■ **Приведённый отрывок**
************
Страница 77 из 93
Я пришел к В. П. Он дал мне тетрадку, в котот рой он самым подробным образом рассказал про жизнь их завода и выставил много требований. И не мудрено: в то время он сам был на этом заводе, он почти жил на нем (так как в то время работа продолжалась часов 11–12), а работа его заключалась в том, что он залезал под машины, котлы и т. д., а я в то время думал о чем угодно, только не об этих мелочах заводской жизни.
Я помню, в Красноярской тюрьме В. П. подробно рассказывал о жизненных условиях рабочих в различных государствах. Он так подробно говорил об этом, приводил столько цифр, с такой любовью рассказывал. Он прочел много книг о положении рабочих в различных странах, он, вероятно, переживал каждую страницу, читая эти книги: ведь в них рассказывалось про самое дорогое дело его: он сравнивал эти факты с тем, что знал из собственной жизни, А я? Я никогда в жизни не прочел ни одной такой книги. Я не читал даже Вебба. Сидя в тюрьме, где такая масса книг по этой отрасли, я брал себе хотя бы трактат по сравнительному языковедению, но только не по рабочему вопросу. В. П., чему я в то время очень поражался, рассказывал подробно о том, сколько кубических футов воздуха приходится в среднем на каждого рабочего в его жилище в разных странах, сколько жильцов в одной комнате.
************
■ **Имеющиеся данные**
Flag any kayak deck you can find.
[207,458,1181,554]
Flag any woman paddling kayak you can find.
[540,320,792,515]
************
■ **Обязательные задания**
1. Назовите все темы, о которых, согласно отрывку, В. П. рассказывал подробно.
2. Выпишите из отрывка текст между словами «Я помню, в Красноярской» и «в одной комнате.», включая оба этих места.

■ **Ответы по заданиям**
1.
1. Жизнь их завода.
2. Жизненные условия рабочих в различных государствах.
3. Сколько кубических футов воздуха приходится в среднем на каждого рабочего в его жилище в разных странах и сколько жильцов в одной комнате.

2.
Я помню, в Красноярской тюрьме В. П. подробно рассказывал о жизненных условиях рабочих в различных государствах. Он так подробно говорил об этом, приводил столько цифр, с такой любовью рассказывал. Он прочел много книг о положении рабочих в различных странах, он, вероятно, переживал каждую страницу, читая эти книги: ведь в них рассказывалось про самое дорогое дело его: он сравнивал эти факты с тем, что знал из собственной жизни, А я? Я никогда в жизни не прочел ни одной такой книги. Я не читал даже Вебба. Сидя в тюрьме, где такая масса книг по этой отрасли, я брал себе хотя бы трактат по сравнительному языковедению, но только не по рабочему вопросу. В. П., чему я в то время очень поражался, рассказывал подробно о том, сколько кубических футов воздуха приходится в среднем на каждого рабочего в его жилище в разных странах, сколько жильцов в одной комнате.